*文档摘录*:
- - - -
1. 题目介绍（Symmetric Tree）

Given the root of a binary tree, check whether it is a mirror of itself (i.e., symmetric around its center).

【Translate】： 给定二叉树的根，检查它是否是自身的镜像(即，围绕其中心对称)。

【测试用例】：

示例1： 示例2：

【条件约束】：

【跟踪】：

【Translate】： 你能用递归和迭代求解吗?

2. 题解

2.1 递归

原题解来自于 PratikSen07 的 Easy || 0 ms 100% (Fully Explained)(Java, C++, Python, JS, Python3).

这里的递归思想很简单，即判断了所有的错误情况。

/**
 * Definition for a binary tree node.
- - - -
*条目*:
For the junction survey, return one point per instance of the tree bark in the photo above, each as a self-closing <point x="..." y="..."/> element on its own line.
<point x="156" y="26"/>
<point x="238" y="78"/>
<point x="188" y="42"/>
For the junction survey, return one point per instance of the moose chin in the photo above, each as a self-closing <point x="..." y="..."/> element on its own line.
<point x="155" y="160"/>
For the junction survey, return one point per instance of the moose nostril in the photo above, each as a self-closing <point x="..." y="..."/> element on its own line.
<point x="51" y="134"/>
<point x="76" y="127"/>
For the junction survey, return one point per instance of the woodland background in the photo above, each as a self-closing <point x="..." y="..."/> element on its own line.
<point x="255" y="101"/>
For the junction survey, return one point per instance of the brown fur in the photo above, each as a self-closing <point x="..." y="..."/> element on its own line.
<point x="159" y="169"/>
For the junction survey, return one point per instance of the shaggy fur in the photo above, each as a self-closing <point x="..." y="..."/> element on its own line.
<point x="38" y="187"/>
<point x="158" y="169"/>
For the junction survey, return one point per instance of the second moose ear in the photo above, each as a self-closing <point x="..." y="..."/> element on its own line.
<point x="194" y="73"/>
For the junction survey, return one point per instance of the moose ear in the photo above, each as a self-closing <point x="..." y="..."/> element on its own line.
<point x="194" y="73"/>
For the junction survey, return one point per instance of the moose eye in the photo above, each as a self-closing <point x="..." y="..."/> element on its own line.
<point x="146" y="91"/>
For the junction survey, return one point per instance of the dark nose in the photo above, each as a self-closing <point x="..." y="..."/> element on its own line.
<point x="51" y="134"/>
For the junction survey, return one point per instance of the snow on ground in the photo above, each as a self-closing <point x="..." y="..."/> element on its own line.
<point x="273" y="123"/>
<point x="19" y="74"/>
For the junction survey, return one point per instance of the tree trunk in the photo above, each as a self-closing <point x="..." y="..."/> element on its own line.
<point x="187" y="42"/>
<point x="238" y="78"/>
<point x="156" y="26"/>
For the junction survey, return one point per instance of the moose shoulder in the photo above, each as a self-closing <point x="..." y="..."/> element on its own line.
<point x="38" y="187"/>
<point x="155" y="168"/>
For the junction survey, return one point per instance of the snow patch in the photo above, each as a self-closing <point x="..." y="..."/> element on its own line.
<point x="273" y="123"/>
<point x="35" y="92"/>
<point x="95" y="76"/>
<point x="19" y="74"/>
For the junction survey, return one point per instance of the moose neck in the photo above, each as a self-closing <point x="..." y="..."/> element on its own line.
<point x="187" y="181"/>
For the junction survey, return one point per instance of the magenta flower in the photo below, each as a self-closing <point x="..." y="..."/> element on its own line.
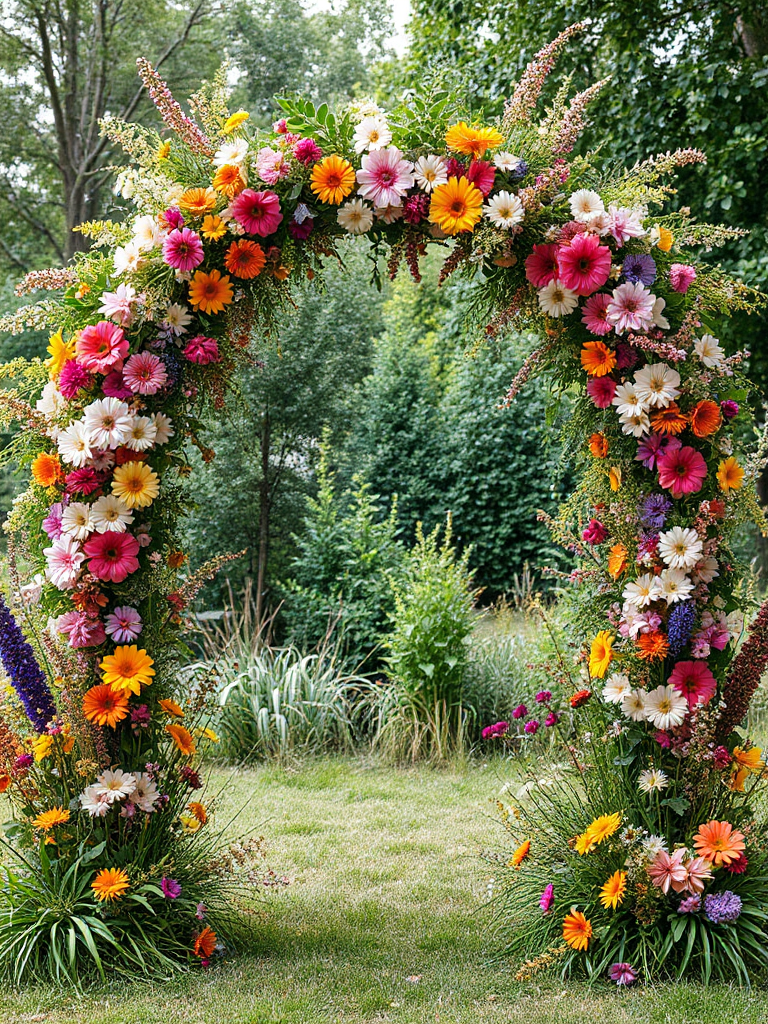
<point x="182" y="250"/>
<point x="258" y="213"/>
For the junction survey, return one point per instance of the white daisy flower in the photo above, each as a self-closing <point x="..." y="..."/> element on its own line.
<point x="680" y="548"/>
<point x="505" y="210"/>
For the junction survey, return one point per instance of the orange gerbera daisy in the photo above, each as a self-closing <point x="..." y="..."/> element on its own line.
<point x="577" y="931"/>
<point x="182" y="738"/>
<point x="457" y="206"/>
<point x="210" y="292"/>
<point x="110" y="884"/>
<point x="652" y="645"/>
<point x="205" y="943"/>
<point x="333" y="179"/>
<point x="730" y="475"/>
<point x="719" y="843"/>
<point x="670" y="420"/>
<point x="599" y="445"/>
<point x="103" y="706"/>
<point x="597" y="358"/>
<point x="198" y="202"/>
<point x="228" y="180"/>
<point x="245" y="259"/>
<point x="46" y="469"/>
<point x="472" y="141"/>
<point x="617" y="560"/>
<point x="706" y="418"/>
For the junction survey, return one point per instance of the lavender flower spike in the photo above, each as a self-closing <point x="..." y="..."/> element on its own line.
<point x="26" y="675"/>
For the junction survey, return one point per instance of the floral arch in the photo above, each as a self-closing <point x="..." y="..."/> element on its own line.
<point x="103" y="765"/>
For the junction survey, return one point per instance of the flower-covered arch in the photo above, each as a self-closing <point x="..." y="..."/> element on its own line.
<point x="153" y="323"/>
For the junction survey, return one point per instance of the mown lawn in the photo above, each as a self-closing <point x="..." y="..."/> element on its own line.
<point x="383" y="921"/>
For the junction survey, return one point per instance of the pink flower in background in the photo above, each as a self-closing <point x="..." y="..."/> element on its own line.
<point x="100" y="346"/>
<point x="182" y="250"/>
<point x="112" y="555"/>
<point x="144" y="373"/>
<point x="258" y="213"/>
<point x="384" y="176"/>
<point x="585" y="264"/>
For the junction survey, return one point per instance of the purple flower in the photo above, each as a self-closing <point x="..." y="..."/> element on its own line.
<point x="722" y="908"/>
<point x="639" y="268"/>
<point x="171" y="888"/>
<point x="623" y="974"/>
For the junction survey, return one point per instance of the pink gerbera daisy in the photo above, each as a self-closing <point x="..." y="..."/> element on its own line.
<point x="594" y="314"/>
<point x="694" y="680"/>
<point x="112" y="555"/>
<point x="144" y="373"/>
<point x="100" y="346"/>
<point x="182" y="250"/>
<point x="681" y="469"/>
<point x="585" y="264"/>
<point x="541" y="266"/>
<point x="258" y="213"/>
<point x="385" y="177"/>
<point x="631" y="308"/>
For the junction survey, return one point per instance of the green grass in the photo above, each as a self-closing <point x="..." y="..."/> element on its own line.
<point x="387" y="887"/>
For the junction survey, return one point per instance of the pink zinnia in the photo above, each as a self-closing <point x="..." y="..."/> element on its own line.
<point x="203" y="350"/>
<point x="541" y="266"/>
<point x="258" y="213"/>
<point x="100" y="346"/>
<point x="585" y="264"/>
<point x="601" y="390"/>
<point x="144" y="373"/>
<point x="681" y="469"/>
<point x="481" y="174"/>
<point x="594" y="314"/>
<point x="682" y="276"/>
<point x="694" y="680"/>
<point x="384" y="176"/>
<point x="307" y="152"/>
<point x="631" y="308"/>
<point x="112" y="556"/>
<point x="182" y="250"/>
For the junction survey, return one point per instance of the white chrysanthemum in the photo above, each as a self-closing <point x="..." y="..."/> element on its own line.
<point x="642" y="591"/>
<point x="232" y="154"/>
<point x="116" y="784"/>
<point x="108" y="422"/>
<point x="355" y="216"/>
<point x="657" y="384"/>
<point x="127" y="259"/>
<point x="680" y="547"/>
<point x="557" y="300"/>
<point x="74" y="443"/>
<point x="372" y="133"/>
<point x="585" y="205"/>
<point x="141" y="433"/>
<point x="430" y="172"/>
<point x="505" y="210"/>
<point x="616" y="687"/>
<point x="111" y="513"/>
<point x="76" y="520"/>
<point x="652" y="780"/>
<point x="633" y="705"/>
<point x="638" y="424"/>
<point x="674" y="586"/>
<point x="708" y="349"/>
<point x="176" y="318"/>
<point x="666" y="708"/>
<point x="627" y="401"/>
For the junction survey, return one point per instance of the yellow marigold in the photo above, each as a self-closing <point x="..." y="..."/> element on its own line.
<point x="457" y="206"/>
<point x="601" y="653"/>
<point x="472" y="141"/>
<point x="110" y="884"/>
- - - -
*任务 A*: 列出文档摘录中原题解标题末尾括号里提到的全部编程语言。
*任务 B*: 条目中有多少行含有字符串“snow”？区分大小写，只给出数字。

*解答 A*: Java、C++、Python、JS、Python3

*解答 B*: 2